■ Work request: An exact copy of the lines from the one containing "Query: red soil" through the last line below is required; include both of those lines and no others.

■ Dataset entries:

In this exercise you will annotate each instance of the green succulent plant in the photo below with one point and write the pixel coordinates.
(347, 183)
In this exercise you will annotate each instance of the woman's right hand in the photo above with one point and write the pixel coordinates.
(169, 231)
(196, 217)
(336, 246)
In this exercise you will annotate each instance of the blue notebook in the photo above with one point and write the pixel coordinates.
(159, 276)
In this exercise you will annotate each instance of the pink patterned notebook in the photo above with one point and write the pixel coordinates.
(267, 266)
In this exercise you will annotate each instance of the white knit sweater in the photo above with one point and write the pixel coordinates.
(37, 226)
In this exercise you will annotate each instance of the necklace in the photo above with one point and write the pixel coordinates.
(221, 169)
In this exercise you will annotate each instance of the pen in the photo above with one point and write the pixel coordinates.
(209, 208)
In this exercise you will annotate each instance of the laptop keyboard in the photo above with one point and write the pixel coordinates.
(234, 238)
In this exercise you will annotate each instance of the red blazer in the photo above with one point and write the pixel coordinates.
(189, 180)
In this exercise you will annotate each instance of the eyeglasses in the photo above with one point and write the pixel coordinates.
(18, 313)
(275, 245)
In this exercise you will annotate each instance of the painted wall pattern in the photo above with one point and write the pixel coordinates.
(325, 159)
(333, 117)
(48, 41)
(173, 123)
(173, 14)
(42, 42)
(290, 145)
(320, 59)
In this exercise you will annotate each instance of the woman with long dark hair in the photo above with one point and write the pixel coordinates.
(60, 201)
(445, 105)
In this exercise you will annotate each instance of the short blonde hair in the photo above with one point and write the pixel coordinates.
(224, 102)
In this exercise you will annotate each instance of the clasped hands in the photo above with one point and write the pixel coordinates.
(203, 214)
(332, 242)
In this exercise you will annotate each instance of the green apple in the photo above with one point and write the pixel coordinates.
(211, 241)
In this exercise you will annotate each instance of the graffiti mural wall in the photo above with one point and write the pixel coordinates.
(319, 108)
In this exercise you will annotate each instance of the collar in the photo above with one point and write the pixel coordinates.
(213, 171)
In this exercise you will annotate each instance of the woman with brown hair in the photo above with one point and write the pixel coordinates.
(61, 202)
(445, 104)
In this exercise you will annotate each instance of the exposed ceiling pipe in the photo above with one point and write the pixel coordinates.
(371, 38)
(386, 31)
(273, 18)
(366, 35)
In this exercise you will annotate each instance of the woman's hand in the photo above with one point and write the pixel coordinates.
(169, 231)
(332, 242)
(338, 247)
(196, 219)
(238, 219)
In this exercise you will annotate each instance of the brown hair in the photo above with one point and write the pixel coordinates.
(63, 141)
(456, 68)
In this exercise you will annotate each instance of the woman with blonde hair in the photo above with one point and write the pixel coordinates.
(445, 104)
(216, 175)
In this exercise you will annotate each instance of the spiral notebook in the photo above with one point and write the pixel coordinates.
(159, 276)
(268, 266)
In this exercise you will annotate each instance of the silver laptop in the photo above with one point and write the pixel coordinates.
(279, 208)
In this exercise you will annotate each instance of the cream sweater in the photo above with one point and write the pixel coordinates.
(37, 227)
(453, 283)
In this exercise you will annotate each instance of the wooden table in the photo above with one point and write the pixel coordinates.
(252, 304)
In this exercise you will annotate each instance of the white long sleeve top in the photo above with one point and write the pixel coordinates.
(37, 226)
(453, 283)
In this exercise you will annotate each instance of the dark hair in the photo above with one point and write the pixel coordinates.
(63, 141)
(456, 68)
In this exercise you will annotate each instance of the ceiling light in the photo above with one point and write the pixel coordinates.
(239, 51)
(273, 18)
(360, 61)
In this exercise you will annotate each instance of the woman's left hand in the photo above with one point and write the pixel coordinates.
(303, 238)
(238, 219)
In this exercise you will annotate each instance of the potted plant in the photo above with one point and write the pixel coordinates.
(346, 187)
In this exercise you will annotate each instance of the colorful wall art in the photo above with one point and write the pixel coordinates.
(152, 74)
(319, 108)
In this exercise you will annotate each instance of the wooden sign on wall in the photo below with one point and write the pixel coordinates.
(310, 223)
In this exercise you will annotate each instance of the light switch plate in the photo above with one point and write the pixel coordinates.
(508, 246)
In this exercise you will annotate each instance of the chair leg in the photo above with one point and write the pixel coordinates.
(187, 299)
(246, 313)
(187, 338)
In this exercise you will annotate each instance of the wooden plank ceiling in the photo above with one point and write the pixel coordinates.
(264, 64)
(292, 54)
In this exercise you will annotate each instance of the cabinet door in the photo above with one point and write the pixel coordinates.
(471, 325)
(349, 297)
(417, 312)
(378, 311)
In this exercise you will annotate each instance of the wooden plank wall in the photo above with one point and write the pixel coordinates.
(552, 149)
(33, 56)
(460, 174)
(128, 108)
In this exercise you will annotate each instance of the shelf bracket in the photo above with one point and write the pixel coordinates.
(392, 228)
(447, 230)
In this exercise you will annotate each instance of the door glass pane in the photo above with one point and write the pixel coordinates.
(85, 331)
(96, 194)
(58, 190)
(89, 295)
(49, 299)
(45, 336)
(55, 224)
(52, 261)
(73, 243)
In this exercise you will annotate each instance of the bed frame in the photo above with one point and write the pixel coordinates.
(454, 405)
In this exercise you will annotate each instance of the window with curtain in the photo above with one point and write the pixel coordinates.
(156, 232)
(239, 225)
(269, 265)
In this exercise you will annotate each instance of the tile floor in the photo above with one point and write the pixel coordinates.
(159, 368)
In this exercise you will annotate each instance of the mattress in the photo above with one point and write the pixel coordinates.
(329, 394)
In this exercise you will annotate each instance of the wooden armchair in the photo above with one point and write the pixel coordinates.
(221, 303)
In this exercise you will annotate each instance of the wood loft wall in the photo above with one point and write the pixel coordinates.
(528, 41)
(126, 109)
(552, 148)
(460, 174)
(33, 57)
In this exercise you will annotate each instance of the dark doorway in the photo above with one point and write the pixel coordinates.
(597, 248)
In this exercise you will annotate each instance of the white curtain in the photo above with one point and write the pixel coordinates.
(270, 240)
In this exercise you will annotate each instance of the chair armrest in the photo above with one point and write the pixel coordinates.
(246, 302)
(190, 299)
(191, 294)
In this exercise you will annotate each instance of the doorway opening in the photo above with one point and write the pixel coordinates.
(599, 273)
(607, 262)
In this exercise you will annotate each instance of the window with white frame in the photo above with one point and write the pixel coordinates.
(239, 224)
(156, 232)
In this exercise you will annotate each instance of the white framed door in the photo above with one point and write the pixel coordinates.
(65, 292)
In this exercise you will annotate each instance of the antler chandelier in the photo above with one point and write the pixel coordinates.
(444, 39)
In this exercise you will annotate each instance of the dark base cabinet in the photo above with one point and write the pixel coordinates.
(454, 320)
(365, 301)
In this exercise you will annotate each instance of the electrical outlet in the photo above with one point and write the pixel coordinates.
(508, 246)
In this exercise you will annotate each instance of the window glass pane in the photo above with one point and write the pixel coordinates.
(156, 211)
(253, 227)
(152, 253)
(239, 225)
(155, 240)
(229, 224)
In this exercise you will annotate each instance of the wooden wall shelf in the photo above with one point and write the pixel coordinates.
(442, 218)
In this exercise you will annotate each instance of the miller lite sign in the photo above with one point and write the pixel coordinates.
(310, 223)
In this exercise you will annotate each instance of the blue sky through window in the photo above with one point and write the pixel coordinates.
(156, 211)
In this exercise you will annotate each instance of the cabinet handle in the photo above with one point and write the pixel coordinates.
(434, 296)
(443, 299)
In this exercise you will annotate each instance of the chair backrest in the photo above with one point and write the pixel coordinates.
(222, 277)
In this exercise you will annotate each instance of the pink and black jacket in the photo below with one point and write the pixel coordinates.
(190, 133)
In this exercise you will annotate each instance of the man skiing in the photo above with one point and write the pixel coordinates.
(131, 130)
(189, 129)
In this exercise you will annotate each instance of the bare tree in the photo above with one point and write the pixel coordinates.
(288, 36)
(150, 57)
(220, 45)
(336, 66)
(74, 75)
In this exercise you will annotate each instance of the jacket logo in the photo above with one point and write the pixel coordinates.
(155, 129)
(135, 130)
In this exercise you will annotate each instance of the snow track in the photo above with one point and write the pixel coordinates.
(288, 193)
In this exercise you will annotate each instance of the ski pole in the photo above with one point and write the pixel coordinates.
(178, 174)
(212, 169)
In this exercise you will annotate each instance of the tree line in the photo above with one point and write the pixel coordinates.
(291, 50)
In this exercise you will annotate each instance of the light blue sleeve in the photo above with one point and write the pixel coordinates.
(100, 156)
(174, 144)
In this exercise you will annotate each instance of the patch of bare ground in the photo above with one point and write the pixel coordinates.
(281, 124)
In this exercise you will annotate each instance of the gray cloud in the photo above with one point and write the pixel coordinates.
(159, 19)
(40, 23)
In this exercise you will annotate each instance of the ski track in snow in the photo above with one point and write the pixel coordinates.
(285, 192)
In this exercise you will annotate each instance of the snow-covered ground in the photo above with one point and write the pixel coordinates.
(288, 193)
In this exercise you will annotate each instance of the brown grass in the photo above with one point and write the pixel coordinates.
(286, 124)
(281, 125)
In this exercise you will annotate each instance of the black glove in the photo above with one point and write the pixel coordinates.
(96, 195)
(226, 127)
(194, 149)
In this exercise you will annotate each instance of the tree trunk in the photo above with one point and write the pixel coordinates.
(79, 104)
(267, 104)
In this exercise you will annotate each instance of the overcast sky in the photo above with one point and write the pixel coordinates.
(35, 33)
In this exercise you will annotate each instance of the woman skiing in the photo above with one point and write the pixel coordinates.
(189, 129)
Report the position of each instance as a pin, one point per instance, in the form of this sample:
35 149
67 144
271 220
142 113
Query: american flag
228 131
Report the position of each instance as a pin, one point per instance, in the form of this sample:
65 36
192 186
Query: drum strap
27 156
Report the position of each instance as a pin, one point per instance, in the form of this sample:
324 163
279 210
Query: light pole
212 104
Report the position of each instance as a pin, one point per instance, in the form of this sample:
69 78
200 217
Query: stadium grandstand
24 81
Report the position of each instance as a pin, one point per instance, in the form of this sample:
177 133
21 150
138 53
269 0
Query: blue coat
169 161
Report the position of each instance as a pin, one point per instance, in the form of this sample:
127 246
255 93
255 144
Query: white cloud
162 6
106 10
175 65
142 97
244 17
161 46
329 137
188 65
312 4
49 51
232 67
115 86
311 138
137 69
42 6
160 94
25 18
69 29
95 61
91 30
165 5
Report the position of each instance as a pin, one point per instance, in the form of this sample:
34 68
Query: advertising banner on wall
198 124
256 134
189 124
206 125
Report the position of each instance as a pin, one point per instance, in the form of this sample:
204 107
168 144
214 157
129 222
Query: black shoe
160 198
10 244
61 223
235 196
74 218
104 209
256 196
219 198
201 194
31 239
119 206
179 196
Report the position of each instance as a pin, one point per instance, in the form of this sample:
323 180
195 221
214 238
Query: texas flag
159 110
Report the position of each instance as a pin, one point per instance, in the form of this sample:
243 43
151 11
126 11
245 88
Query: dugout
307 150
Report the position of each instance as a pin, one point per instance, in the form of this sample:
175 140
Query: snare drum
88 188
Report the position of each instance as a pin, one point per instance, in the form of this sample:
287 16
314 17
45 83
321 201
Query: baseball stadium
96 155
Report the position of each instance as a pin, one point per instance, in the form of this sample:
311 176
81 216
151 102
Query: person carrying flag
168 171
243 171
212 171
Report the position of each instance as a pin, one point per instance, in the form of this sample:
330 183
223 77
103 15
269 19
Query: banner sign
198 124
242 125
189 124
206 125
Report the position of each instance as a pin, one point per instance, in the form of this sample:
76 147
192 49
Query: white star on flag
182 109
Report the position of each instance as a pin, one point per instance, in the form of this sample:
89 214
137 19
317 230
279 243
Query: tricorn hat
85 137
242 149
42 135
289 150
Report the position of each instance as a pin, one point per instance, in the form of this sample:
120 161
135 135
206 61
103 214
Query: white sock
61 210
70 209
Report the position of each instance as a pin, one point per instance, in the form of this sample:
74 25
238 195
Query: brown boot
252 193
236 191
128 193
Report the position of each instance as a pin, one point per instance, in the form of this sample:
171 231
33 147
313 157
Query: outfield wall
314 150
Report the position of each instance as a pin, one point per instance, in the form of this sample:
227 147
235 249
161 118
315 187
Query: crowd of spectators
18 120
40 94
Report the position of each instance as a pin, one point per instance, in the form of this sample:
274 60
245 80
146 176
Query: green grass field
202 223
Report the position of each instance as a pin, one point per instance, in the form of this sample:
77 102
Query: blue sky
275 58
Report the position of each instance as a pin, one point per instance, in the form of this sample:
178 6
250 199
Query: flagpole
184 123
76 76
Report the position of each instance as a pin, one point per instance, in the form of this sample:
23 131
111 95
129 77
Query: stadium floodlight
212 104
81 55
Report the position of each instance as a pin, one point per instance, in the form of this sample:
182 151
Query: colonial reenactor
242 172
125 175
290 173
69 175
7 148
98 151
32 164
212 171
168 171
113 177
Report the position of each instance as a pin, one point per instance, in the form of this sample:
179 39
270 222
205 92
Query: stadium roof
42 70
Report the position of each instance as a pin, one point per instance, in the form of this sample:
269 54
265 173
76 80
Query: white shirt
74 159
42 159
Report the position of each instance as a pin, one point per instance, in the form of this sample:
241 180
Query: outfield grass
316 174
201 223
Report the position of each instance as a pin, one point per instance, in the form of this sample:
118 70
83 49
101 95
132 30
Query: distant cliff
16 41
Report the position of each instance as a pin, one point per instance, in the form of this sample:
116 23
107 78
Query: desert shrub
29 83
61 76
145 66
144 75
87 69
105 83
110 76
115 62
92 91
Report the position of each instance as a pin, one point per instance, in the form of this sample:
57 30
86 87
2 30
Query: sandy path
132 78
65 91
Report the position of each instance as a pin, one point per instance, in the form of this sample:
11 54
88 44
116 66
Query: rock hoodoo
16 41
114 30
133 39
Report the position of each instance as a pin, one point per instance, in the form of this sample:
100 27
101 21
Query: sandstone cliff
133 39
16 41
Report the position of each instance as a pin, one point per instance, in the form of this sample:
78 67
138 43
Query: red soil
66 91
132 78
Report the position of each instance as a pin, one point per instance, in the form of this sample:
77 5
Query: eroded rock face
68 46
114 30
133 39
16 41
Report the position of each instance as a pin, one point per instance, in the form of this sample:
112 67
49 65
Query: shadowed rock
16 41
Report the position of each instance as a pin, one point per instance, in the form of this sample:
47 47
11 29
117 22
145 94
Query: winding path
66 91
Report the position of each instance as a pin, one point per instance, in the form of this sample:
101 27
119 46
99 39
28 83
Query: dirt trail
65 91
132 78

■ The answer:
Query: red soil
66 91
132 78
Report the position of each instance as a pin, one point per instance, in the form of this sample:
77 5
Query: eroded rock face
68 46
114 30
133 39
16 41
Report the position of each instance as a pin, one point per instance, in the form of this sample:
112 67
49 65
Query: shadowed rock
16 41
Report the position of each instance as a pin, one point per instance, in the form of this sample:
47 47
11 29
117 22
145 94
Query: winding path
66 91
Report the position of each instance as a pin, one point per instance, in the form of this sample:
101 27
119 46
99 39
28 83
Query: dirt trail
65 91
132 78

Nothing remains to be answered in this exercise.